◆ **Data**
******

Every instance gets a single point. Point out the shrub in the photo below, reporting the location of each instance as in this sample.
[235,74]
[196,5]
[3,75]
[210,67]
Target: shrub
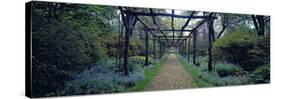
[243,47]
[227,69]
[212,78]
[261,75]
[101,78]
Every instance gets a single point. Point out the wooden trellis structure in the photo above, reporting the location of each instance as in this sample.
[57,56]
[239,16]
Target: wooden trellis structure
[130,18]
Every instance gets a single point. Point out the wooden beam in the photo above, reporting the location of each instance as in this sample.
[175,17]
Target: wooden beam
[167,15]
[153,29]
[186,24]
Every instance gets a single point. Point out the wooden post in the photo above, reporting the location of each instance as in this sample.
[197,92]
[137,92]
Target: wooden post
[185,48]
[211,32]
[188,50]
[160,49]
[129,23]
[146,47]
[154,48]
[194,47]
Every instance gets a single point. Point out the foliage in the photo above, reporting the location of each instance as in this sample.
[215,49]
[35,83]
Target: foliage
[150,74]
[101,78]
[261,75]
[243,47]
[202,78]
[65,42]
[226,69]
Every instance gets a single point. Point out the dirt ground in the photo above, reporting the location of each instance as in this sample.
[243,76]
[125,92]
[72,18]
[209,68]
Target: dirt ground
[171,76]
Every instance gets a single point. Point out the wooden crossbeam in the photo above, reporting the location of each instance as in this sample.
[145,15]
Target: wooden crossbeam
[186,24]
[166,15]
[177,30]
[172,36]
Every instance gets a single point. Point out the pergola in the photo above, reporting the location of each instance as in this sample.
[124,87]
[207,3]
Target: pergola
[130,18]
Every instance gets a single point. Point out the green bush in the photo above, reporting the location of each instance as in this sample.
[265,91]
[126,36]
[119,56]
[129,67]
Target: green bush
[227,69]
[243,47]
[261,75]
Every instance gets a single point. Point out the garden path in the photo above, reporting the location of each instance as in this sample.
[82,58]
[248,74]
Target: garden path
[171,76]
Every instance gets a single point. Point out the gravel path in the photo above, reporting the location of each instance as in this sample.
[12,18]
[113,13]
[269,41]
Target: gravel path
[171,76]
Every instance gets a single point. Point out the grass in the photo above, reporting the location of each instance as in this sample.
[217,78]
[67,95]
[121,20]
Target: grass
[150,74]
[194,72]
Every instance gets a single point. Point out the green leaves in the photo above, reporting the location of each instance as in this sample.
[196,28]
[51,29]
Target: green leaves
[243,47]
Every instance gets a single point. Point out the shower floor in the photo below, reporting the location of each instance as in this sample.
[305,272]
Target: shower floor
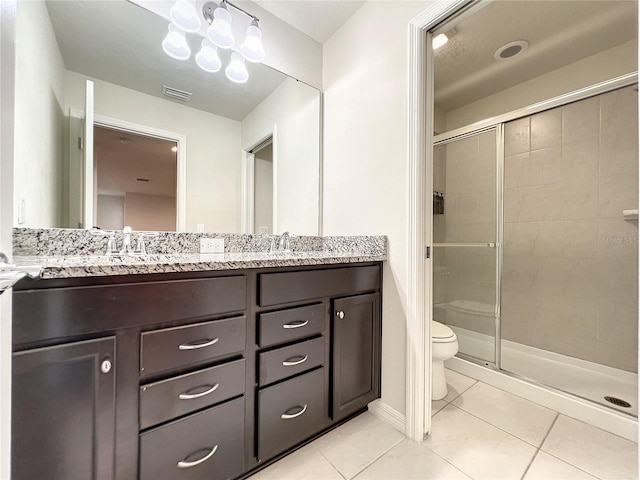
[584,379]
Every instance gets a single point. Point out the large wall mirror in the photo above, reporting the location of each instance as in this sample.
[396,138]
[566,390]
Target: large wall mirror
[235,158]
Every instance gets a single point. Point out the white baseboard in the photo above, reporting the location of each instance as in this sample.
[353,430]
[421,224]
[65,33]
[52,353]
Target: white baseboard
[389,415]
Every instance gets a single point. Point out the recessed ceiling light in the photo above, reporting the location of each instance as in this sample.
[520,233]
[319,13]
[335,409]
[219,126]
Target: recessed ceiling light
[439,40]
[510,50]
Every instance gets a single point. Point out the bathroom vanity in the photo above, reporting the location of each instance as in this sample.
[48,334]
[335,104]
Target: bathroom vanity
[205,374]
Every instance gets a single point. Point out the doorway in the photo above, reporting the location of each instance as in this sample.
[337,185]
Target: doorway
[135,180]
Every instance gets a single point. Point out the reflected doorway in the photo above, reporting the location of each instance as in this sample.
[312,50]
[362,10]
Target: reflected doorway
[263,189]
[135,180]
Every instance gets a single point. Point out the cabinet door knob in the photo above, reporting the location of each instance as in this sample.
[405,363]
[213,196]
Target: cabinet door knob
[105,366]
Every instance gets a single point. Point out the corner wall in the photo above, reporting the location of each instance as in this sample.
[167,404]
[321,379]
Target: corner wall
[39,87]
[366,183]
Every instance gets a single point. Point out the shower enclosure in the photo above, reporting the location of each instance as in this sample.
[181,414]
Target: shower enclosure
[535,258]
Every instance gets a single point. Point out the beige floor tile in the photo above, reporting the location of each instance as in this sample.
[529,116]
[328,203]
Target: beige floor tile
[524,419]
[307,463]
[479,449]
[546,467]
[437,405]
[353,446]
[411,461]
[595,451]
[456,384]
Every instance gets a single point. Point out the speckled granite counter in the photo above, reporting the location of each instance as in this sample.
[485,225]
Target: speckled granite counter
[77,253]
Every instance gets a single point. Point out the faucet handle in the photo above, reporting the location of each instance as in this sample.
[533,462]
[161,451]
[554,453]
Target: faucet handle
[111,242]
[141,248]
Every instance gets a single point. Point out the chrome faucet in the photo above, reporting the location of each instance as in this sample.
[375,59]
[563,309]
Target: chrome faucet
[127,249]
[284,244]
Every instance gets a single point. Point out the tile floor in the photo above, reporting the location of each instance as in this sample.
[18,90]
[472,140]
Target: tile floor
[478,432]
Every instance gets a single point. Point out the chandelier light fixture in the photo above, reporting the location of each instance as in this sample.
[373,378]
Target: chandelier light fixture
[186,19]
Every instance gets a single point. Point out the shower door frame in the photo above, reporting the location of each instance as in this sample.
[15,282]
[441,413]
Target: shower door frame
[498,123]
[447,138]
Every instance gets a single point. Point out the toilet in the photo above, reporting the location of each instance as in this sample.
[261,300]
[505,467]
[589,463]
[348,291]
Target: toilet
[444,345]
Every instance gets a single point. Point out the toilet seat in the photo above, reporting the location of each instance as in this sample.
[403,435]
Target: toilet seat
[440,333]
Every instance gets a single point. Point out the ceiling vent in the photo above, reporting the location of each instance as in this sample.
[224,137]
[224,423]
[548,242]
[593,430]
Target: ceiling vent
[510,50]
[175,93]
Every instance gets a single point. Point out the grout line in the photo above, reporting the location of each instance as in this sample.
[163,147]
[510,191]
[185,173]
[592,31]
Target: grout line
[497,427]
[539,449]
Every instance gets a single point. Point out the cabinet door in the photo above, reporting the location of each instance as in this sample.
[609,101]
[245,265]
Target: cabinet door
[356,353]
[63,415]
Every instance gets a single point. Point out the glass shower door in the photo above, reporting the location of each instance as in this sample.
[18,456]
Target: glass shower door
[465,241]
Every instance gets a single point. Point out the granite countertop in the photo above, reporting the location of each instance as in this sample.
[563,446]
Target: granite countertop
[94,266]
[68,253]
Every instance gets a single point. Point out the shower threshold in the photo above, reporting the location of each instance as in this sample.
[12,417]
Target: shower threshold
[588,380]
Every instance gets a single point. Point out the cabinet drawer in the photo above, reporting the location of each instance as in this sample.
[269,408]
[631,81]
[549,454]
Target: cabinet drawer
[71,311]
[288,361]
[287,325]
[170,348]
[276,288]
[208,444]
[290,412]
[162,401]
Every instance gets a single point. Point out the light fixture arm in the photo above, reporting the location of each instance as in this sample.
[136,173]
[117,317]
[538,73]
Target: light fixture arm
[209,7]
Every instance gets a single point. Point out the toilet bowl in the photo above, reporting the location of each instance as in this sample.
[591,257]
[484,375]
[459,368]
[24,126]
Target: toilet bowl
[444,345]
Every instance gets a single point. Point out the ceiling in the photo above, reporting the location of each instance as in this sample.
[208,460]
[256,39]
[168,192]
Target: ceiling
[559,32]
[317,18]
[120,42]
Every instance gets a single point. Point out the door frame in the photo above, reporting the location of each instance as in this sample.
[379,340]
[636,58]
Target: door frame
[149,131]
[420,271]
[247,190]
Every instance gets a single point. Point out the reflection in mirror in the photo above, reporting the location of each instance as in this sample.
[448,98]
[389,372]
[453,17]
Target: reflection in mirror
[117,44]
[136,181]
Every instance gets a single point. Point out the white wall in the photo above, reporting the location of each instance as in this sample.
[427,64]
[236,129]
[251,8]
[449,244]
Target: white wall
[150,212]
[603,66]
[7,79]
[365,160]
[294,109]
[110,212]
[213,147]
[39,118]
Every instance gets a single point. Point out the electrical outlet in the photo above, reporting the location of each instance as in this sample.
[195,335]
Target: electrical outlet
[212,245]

******

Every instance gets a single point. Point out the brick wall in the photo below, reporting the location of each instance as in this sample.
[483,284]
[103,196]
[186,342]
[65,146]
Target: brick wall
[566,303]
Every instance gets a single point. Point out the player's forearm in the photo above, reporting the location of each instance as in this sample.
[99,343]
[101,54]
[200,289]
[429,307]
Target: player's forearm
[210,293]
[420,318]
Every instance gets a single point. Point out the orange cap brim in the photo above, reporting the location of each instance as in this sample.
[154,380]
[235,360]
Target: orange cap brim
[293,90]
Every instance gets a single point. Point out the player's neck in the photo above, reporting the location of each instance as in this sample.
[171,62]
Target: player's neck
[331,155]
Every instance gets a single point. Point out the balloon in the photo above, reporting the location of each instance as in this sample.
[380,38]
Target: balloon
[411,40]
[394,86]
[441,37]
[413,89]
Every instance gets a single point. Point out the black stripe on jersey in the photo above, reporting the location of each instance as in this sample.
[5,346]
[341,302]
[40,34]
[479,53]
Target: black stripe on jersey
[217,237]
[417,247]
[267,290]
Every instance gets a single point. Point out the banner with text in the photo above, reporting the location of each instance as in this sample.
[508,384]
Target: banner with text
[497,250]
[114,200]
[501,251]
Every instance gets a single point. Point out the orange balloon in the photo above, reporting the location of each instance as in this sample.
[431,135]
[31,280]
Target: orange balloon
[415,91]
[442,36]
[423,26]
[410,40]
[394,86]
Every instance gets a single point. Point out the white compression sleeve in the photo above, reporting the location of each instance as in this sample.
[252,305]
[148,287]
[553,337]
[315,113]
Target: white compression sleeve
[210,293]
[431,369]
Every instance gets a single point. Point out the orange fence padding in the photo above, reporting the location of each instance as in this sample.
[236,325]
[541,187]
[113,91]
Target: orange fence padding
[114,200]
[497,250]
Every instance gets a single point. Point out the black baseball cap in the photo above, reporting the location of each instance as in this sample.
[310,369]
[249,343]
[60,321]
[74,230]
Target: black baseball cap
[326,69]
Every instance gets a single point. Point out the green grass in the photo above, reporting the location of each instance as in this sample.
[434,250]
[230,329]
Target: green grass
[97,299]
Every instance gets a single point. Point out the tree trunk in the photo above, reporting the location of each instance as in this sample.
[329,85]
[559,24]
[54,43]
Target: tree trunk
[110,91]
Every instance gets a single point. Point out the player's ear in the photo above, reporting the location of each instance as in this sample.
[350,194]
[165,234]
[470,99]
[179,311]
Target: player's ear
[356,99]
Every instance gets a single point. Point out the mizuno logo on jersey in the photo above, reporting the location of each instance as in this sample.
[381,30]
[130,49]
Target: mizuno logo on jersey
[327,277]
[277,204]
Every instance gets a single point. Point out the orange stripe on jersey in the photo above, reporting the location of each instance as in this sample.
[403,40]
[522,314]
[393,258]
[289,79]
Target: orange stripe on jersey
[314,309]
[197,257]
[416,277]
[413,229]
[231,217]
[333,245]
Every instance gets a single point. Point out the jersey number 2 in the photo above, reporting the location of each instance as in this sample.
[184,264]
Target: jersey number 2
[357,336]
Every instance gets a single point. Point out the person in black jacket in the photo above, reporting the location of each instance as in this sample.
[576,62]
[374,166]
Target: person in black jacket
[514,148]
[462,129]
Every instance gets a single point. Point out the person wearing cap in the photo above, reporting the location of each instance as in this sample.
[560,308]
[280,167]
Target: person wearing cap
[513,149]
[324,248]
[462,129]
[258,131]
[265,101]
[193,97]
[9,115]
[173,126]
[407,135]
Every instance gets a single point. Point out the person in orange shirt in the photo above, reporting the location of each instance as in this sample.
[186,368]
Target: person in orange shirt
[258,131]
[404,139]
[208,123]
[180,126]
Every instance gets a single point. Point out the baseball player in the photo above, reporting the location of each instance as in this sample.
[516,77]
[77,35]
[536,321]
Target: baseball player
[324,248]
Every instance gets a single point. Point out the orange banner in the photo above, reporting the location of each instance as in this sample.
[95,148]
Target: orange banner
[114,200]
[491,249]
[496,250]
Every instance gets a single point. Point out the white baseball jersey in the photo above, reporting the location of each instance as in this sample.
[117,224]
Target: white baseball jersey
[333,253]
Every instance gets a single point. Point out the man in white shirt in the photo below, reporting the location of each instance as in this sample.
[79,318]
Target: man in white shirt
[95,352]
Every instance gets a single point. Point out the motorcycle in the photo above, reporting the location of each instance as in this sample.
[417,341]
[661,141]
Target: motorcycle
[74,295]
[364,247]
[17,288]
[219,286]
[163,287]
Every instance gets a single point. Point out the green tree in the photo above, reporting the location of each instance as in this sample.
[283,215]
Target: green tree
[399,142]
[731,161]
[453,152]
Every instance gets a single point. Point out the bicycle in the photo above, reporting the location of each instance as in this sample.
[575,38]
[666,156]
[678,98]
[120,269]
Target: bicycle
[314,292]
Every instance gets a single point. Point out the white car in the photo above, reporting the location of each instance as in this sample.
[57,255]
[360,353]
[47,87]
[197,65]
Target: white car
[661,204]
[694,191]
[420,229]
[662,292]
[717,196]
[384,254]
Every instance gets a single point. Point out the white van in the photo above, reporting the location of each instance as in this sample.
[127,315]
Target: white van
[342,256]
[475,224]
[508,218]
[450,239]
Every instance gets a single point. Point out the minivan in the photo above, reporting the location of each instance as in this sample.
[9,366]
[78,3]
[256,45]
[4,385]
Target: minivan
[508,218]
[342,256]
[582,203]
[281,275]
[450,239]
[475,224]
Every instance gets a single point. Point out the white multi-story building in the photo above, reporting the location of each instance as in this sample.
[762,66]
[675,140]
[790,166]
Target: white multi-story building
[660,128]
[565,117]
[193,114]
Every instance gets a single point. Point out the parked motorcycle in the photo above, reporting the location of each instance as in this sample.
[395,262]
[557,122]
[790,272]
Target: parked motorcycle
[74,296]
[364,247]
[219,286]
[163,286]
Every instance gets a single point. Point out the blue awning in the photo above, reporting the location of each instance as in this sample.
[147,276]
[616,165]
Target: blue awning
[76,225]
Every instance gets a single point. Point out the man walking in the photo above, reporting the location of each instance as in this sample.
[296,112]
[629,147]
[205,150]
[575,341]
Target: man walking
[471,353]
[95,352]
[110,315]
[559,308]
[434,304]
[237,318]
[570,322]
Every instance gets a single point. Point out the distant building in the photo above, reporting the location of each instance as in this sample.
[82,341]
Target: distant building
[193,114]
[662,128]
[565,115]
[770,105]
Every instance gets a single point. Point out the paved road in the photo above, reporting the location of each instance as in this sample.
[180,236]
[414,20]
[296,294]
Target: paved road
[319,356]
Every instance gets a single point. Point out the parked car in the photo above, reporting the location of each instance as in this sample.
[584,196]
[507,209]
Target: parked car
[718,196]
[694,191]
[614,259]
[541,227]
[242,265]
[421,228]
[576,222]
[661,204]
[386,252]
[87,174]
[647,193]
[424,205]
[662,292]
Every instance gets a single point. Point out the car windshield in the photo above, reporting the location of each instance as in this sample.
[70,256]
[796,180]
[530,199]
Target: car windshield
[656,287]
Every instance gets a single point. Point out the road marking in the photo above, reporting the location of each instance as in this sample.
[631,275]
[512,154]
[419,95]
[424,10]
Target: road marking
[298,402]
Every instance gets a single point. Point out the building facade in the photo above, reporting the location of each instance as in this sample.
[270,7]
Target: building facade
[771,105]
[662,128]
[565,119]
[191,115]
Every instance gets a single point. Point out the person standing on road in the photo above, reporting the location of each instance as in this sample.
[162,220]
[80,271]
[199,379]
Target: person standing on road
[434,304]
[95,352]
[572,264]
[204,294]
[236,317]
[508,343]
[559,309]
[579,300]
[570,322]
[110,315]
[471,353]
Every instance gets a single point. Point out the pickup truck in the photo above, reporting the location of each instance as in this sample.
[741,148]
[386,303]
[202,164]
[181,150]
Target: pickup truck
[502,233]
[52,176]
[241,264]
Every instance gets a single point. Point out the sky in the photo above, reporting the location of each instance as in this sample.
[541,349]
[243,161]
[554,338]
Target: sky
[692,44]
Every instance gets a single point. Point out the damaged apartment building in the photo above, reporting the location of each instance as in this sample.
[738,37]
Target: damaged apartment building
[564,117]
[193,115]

******

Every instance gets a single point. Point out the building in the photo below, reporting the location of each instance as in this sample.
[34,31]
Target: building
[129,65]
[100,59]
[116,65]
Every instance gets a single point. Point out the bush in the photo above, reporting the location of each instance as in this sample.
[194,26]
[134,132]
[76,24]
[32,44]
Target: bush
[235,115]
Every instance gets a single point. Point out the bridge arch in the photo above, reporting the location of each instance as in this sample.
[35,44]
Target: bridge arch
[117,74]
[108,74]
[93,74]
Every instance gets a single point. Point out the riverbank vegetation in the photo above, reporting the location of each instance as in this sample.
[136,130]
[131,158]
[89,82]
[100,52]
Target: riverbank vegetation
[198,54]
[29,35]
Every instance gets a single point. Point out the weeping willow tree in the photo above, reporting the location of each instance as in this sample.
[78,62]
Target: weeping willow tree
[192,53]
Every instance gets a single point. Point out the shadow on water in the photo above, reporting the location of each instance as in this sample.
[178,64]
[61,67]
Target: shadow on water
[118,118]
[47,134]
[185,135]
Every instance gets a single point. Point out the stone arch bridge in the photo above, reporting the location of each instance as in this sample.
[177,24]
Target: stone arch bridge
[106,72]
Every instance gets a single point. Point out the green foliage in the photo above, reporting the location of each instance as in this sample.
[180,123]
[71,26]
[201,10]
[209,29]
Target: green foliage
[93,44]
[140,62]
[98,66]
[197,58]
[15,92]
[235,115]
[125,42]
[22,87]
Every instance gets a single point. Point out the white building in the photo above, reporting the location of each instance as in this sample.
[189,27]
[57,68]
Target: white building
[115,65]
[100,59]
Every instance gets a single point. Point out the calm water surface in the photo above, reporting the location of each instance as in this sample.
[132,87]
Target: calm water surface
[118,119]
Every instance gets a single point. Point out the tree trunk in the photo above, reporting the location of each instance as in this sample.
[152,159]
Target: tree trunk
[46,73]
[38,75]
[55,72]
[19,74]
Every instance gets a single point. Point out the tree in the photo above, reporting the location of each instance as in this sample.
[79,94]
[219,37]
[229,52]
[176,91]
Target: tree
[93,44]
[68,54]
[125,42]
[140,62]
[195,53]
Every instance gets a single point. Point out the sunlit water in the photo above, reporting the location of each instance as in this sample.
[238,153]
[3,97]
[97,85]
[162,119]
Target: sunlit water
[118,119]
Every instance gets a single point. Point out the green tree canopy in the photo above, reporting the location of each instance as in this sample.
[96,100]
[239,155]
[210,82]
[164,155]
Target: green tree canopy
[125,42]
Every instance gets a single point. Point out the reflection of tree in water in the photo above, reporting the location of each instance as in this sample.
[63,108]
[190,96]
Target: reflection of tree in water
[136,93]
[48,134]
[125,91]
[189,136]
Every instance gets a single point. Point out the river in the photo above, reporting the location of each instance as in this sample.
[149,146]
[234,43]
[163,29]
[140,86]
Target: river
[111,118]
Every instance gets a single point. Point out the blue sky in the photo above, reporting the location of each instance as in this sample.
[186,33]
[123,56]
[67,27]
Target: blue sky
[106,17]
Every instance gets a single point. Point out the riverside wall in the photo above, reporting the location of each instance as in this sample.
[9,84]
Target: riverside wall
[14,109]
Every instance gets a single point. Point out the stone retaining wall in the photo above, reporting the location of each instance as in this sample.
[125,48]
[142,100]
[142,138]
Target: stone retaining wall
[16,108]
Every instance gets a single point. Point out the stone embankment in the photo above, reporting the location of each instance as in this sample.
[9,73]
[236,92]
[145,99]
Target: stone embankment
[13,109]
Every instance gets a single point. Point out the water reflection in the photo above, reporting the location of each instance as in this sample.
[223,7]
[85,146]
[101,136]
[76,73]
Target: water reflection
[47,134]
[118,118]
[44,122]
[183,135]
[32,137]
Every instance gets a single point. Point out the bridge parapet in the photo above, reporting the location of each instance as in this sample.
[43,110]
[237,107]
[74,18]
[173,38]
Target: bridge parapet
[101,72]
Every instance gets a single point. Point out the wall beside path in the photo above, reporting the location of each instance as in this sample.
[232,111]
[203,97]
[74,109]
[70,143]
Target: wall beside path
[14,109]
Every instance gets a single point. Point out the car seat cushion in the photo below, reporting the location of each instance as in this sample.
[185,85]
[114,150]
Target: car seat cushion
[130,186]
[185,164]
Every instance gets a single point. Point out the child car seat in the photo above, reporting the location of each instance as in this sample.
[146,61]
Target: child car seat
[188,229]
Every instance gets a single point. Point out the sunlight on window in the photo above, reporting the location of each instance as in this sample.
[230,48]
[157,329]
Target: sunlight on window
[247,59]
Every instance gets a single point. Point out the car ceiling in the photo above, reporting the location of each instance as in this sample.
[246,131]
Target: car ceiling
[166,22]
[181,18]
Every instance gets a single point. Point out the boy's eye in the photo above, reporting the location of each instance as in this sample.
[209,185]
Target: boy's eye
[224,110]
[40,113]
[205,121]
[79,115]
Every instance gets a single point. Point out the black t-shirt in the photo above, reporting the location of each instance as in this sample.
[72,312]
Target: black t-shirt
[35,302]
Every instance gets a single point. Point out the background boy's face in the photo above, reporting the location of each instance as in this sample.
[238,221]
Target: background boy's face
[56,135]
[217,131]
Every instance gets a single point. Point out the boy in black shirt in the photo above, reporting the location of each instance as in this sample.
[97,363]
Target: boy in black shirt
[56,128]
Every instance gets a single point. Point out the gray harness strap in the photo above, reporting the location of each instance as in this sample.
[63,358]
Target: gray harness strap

******

◆ **Your instructions**
Read the entries and select each line where the word "harness" is found.

◆ **Response below**
Every instance gets a single point. Point out the gray harness strap in the photo above, reporting the location of each instance as in this sample.
Target: gray harness strap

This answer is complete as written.